_WHAT IS EXPECTED_
Collect every line of the entries below that contains the string "green" and copy each one. Treat uppercase and lowercase as different.

Object outline annotations
----
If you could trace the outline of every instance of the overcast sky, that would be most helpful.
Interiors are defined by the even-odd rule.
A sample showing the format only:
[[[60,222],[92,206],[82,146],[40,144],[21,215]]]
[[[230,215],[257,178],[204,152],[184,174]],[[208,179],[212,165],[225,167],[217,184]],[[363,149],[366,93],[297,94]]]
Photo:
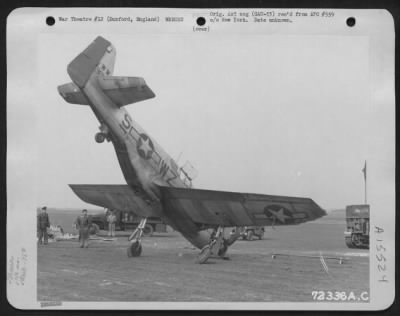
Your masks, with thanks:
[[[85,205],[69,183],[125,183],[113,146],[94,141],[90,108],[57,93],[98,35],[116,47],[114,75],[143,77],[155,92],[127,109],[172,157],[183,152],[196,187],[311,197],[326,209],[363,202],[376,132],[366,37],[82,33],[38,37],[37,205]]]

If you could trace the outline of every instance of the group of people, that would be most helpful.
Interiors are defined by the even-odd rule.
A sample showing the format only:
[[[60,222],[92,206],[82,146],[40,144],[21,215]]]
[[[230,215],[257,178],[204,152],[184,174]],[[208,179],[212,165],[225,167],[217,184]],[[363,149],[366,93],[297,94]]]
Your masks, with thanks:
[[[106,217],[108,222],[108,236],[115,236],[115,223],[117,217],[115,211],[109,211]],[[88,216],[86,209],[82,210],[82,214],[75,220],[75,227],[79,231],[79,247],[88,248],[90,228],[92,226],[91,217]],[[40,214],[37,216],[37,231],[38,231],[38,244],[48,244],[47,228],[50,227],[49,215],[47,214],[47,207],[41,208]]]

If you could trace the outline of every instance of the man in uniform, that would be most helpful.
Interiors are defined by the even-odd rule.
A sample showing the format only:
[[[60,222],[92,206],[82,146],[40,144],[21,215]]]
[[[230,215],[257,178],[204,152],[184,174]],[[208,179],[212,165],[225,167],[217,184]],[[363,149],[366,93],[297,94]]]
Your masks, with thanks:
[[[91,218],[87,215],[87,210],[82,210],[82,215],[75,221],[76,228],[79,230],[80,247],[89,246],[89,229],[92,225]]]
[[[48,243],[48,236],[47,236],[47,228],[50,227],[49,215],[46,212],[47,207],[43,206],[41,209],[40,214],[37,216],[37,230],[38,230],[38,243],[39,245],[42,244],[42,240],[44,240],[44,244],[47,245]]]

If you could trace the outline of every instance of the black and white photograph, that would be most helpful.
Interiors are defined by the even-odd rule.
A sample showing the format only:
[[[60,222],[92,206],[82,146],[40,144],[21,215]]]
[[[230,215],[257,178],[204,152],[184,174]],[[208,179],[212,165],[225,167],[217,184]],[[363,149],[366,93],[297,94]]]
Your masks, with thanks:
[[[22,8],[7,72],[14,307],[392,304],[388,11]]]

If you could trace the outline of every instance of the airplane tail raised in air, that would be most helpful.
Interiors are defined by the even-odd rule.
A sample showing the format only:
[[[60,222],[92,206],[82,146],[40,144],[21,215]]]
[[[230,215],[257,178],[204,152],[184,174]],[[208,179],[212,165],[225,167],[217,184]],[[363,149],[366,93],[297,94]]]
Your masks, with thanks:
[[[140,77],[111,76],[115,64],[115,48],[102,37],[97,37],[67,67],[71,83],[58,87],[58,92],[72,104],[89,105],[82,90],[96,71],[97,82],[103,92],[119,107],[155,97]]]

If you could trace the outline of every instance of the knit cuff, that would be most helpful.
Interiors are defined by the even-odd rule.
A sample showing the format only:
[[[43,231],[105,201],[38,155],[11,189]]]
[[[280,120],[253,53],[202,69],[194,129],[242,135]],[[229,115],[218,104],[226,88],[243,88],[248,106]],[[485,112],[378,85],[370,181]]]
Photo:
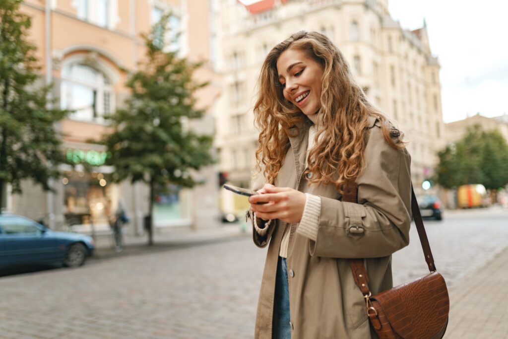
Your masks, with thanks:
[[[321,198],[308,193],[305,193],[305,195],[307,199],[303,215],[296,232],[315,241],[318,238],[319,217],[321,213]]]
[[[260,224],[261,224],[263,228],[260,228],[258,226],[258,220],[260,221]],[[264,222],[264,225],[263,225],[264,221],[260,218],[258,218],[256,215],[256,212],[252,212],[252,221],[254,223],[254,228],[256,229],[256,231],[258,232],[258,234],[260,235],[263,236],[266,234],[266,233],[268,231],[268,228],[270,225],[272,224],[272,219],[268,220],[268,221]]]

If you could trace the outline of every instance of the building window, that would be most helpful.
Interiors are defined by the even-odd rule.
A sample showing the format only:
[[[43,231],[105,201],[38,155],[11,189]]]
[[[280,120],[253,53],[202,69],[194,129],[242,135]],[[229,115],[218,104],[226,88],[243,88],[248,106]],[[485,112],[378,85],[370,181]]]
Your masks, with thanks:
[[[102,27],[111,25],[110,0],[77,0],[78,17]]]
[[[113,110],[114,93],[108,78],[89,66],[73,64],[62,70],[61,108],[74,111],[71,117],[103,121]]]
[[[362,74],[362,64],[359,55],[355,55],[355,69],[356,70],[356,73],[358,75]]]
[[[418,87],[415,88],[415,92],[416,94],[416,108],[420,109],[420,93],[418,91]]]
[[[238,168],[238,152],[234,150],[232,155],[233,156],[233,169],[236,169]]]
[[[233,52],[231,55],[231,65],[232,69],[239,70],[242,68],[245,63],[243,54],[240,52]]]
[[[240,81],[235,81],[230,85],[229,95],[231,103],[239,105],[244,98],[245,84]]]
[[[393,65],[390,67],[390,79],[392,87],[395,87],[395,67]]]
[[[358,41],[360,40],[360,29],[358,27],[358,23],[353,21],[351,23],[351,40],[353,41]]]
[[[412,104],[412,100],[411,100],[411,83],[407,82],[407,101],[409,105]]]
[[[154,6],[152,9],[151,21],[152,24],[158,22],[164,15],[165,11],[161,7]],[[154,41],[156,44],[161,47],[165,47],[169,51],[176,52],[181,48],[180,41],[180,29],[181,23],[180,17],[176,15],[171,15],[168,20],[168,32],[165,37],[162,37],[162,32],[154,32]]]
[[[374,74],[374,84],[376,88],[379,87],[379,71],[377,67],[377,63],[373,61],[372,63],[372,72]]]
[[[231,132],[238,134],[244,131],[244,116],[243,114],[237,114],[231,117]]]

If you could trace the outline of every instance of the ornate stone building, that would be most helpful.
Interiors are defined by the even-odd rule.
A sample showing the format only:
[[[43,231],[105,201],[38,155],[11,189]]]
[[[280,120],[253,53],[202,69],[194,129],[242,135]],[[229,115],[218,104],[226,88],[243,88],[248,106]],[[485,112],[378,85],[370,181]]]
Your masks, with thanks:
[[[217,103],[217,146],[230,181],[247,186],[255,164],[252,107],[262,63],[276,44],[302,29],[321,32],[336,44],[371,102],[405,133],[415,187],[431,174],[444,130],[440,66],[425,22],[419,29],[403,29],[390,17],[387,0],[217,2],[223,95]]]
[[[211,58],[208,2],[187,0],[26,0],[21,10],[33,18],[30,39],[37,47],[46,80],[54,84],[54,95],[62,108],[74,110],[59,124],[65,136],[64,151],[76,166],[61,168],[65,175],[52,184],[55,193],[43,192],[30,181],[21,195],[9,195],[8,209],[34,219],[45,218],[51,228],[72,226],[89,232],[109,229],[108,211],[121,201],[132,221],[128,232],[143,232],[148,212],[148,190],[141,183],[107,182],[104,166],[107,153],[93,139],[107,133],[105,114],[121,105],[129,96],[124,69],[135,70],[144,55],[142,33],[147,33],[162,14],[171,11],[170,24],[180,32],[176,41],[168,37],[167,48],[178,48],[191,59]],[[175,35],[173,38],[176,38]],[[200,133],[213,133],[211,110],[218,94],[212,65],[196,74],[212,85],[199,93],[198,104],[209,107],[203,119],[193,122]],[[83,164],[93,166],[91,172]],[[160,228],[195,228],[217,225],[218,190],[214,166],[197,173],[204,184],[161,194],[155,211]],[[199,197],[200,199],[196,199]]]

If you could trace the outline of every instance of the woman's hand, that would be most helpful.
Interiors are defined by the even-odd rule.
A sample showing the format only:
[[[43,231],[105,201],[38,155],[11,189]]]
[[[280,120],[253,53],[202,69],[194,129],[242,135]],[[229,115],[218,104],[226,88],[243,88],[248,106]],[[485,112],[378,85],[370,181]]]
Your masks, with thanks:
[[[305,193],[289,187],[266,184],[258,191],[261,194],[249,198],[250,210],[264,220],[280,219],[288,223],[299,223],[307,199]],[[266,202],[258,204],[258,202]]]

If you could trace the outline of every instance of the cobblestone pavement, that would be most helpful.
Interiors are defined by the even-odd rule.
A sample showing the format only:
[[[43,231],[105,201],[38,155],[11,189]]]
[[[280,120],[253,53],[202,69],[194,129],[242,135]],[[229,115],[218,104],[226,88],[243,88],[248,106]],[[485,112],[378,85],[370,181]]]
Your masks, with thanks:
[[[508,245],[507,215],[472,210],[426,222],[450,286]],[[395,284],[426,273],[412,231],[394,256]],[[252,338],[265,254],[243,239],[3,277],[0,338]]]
----
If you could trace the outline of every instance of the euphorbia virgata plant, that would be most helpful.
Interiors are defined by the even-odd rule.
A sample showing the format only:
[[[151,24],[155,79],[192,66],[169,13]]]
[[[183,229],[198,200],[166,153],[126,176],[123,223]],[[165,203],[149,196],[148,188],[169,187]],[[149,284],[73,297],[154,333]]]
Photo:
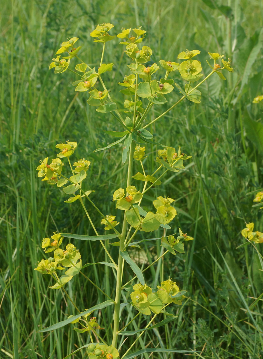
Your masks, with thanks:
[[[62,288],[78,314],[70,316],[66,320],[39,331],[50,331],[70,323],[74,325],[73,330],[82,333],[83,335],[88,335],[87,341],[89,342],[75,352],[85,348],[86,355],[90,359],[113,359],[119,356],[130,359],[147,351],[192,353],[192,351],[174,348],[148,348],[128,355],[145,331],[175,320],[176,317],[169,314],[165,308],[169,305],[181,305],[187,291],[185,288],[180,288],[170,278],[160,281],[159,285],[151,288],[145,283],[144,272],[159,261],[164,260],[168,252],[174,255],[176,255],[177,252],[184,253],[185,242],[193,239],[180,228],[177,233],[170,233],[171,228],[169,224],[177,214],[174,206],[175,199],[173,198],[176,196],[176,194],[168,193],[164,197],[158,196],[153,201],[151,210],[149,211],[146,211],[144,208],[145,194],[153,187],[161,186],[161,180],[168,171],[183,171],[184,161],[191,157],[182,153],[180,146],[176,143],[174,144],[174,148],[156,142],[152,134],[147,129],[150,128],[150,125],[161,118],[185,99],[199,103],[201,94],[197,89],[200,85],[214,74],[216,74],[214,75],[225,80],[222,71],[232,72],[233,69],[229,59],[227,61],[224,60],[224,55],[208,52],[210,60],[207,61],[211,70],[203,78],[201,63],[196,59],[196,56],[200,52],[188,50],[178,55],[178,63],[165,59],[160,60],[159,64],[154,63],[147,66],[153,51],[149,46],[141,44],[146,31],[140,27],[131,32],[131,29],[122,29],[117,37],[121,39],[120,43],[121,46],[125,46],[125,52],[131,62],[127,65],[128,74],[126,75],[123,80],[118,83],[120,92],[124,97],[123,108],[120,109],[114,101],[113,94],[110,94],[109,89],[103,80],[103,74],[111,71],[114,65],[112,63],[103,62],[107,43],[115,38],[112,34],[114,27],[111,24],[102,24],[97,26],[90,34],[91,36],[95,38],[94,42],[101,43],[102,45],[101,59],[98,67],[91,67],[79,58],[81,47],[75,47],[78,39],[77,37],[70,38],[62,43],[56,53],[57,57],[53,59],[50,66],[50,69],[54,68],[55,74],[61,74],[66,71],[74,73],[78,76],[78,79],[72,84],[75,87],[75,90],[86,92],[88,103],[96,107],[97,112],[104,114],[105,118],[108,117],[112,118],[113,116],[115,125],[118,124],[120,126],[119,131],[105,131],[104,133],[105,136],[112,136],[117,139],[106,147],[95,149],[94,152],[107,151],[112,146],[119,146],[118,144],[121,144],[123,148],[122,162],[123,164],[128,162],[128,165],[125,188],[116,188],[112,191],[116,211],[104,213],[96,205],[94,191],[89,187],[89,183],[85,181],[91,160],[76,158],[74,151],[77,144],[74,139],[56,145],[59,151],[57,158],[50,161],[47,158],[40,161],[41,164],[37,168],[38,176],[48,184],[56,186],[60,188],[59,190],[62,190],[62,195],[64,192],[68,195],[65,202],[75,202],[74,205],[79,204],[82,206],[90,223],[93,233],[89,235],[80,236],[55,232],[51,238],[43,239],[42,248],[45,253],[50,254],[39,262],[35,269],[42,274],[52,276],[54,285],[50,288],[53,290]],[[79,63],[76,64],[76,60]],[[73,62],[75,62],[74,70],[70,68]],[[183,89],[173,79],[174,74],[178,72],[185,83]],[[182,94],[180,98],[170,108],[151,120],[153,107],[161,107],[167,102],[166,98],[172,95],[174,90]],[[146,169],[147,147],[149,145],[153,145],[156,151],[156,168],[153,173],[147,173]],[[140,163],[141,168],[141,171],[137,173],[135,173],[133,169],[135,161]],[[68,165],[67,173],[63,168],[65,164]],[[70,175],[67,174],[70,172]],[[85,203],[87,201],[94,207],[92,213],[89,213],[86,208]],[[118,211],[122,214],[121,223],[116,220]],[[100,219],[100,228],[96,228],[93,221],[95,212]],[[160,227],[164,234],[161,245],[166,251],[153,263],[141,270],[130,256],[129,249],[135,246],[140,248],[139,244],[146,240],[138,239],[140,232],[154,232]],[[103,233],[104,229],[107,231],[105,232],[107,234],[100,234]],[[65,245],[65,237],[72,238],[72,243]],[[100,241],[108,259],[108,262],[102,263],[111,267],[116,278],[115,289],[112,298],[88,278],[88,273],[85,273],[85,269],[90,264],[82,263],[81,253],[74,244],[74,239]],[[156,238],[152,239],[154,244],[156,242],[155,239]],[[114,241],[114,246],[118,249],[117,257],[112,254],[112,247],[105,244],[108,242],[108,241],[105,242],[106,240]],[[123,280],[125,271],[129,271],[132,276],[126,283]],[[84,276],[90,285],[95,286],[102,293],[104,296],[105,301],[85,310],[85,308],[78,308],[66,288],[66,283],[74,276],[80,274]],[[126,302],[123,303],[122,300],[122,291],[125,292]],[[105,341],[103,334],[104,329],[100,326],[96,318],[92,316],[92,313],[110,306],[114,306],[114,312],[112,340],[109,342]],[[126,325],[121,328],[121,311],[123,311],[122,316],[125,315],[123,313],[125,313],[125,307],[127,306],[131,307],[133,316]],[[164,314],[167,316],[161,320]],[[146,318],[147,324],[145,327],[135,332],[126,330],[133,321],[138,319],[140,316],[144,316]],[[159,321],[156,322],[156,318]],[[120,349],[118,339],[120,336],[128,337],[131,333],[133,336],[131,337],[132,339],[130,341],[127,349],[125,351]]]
----
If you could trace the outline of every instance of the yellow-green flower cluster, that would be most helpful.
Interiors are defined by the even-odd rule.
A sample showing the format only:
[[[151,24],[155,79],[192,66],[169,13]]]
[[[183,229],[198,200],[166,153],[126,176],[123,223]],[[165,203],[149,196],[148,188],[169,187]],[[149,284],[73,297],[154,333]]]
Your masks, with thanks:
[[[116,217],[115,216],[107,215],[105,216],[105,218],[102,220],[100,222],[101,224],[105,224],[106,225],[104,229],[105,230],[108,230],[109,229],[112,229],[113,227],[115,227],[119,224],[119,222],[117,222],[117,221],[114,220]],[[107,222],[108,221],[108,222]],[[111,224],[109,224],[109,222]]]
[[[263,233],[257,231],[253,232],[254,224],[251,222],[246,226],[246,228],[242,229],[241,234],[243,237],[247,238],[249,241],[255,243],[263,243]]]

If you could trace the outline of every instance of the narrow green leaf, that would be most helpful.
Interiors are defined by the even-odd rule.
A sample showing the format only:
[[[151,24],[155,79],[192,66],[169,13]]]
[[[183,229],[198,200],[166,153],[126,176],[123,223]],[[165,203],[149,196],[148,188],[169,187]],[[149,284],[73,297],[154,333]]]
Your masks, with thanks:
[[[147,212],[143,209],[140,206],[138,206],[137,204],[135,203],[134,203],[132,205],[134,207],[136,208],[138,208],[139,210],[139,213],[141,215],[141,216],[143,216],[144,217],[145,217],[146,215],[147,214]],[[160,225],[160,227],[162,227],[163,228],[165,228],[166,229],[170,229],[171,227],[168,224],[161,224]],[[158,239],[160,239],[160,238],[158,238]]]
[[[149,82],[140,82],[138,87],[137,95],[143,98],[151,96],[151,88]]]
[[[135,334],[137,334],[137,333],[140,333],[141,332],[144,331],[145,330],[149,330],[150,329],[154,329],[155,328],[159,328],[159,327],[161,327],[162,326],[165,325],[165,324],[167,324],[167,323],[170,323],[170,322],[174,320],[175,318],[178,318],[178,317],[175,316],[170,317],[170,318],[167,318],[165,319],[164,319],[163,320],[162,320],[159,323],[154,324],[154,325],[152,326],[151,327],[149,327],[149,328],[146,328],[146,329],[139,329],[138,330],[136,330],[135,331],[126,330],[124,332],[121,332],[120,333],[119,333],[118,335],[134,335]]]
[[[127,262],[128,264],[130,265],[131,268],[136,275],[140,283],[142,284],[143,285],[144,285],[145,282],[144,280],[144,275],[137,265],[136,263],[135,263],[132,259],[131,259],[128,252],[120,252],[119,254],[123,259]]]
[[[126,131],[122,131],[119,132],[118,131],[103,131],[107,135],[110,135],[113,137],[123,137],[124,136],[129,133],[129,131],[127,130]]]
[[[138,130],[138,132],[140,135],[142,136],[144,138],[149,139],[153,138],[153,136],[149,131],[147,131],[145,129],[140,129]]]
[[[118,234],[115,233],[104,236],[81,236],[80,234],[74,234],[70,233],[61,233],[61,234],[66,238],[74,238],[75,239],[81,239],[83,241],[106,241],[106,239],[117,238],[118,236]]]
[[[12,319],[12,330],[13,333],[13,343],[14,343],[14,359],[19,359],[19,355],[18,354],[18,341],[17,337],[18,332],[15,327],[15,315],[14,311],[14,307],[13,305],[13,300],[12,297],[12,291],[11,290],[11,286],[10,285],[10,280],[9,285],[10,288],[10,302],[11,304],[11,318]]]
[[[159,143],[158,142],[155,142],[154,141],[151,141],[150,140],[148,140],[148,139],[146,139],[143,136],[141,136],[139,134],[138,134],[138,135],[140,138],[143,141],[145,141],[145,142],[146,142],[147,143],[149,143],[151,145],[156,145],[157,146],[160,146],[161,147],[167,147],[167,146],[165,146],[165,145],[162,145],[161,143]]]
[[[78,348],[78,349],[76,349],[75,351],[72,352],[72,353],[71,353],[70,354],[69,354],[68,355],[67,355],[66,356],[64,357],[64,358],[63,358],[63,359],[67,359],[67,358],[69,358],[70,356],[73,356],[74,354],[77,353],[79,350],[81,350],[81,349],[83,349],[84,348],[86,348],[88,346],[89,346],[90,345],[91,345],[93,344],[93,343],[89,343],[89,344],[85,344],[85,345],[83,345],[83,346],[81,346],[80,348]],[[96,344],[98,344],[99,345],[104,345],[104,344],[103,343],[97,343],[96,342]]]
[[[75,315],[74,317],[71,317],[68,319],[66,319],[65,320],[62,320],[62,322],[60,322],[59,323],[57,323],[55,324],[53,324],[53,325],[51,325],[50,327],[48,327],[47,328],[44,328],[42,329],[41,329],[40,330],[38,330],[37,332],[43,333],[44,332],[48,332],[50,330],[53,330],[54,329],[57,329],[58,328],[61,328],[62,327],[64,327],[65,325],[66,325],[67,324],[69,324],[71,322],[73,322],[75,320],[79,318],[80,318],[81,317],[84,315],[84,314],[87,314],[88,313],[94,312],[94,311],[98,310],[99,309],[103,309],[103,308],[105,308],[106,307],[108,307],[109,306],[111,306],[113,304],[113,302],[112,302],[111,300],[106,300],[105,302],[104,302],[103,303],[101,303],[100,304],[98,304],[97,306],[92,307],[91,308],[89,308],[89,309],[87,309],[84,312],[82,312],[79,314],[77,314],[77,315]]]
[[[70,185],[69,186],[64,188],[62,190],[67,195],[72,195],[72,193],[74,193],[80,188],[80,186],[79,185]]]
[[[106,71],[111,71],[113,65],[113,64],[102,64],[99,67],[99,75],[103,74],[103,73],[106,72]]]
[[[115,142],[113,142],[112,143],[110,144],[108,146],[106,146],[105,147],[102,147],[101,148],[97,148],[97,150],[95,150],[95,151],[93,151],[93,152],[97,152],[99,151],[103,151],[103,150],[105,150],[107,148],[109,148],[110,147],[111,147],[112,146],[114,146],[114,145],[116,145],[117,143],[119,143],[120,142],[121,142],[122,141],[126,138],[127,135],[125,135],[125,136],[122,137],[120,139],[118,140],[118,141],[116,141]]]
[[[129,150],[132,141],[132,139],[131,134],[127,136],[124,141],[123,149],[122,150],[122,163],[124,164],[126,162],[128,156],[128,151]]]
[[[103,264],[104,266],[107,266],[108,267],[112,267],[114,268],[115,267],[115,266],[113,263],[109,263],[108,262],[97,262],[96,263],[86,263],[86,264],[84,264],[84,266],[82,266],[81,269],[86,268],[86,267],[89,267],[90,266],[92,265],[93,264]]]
----
_RESULT_
If you could trace the outline of every instance of the yellow-green flower cluster, that would be most helpful.
If you could trace the outline of every instance of the narrow green leaf, that would be most helpful.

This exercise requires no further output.